Start of SUPPLIED TEXT

Female, White
Why some people just need to shut up
This week Black Sheep Mom skyrocketed in online popularity following the announcement (and pictures) of my son’s release from prison. We met over 500 new subscribers in two days (welcome, new friends!) and I have received more notifications and messages than I can reasonably answer.
It has been an amazing ride because this community continues to be full of the helpers Mr. Rogers’s mom told us to look for—there are so many good and gracious and kind people in the world and I think most of them are on Substack. Forget Facebook. Lose Instagram. Substack is where its at.
But, unfortunately, even Substack has a village of sad little trolls. And not the singing, sparkly Justin Timberlake kind.
Exhibit A:
TLDR; This lady woke up on Wednesday and chose to be petty and by petty, I mean downright rude to me—a person she's never met.
As they say in the south, Bless Your Heart.
This woman took time out of her one, precious life to accuse me of being selfish, unhelpful, and “suburban.” She then admitted that my post prompted her to Google if there are ‘black people on Substack’ and she went on to surmise that I have used my son’s incarceration as click-bait—my only motivation, according to her, is to become a rich and famous author. How dare I exploit other people for personal gain.
The odd part is that she is responding to a post I wrote about the plight of a man inside of a Michigan prison, about whom I had received a phone call that day. I do not know him from Adam, and I was simply asking for people to be aware of a gross mistreatment by MDOC.
My usual response to this type of comment is perspective-taking, a deep sigh, empathy skill, and a calm click of the block button—thank you, now go away please.
Normally, I do not feel it necessary to defend my life nor my posts. Women have had to explain themselves and their choices for far too long to jerks not walking in their shoes, and I’m not playing those games anymore.
So, why am I giving this even more air time today?
Because she bothered me.
Like really, really bothered me.
Maybe it was plummeting estrogen or the heat this week or the general amount of shit on my plate right now or maybe it is because…
She’s white.
She’s liberal.
She’s a business owner.
She lives in one of the highest rent districts in our country where median home prices exceed $900,000.
And she had subscribed to my newsletter of her own volition.
Before I could reply to her nonsense, good people came to my defense. Many readers messaged me to tell me what they thought of her comment and where she could shove it. I thanked them, messaged her how she could help the man in my post and asked her to unfollow me, made sure she saw my message, blocked her, and tried to move along.
But I can't.
For clarity, I am white.
I am also middle class (whatever that means these days).

End of SUPPLIED TEXT

- **PARTS OF THE EXERCISE**:
A) Answer these questions about the blog post:
(i) How many new subscribers arrived in two days?
(ii) What amount do median home prices exceed in the district where the commenter lives?
(iii) What three things did the commenter accuse the writer of being?
B) Duplicate the passage of the blog post that begins at the words "Before I could" and stops after the words "means these days).".

Start of INFORMATION PROVIDED

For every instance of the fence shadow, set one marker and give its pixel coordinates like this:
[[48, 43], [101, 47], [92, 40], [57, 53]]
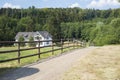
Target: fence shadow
[[21, 72]]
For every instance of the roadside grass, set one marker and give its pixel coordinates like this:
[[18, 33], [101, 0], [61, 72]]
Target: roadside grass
[[4, 67], [101, 64]]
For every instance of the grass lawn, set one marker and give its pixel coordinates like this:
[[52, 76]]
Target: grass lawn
[[14, 64], [103, 63]]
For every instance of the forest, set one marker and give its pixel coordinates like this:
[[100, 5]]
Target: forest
[[100, 27]]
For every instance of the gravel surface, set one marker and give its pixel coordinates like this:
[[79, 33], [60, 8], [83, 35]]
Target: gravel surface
[[48, 70]]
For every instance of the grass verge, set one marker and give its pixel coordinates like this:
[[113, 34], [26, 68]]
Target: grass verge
[[101, 64]]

End of INFORMATION PROVIDED

- **EXERCISE ANSWERS**:
A)
(i) Over 500
(ii) $900,000
(iii) Selfish, unhelpful, and "suburban"

B)
Before I could reply to her nonsense, good people came to my defense. Many readers messaged me to tell me what they thought of her comment and where she could shove it. I thanked them, messaged her how she could help the man in my post and asked her to unfollow me, made sure she saw my message, blocked her, and tried to move along.
But I can't.
For clarity, I am white.
I am also middle class (whatever that means these days).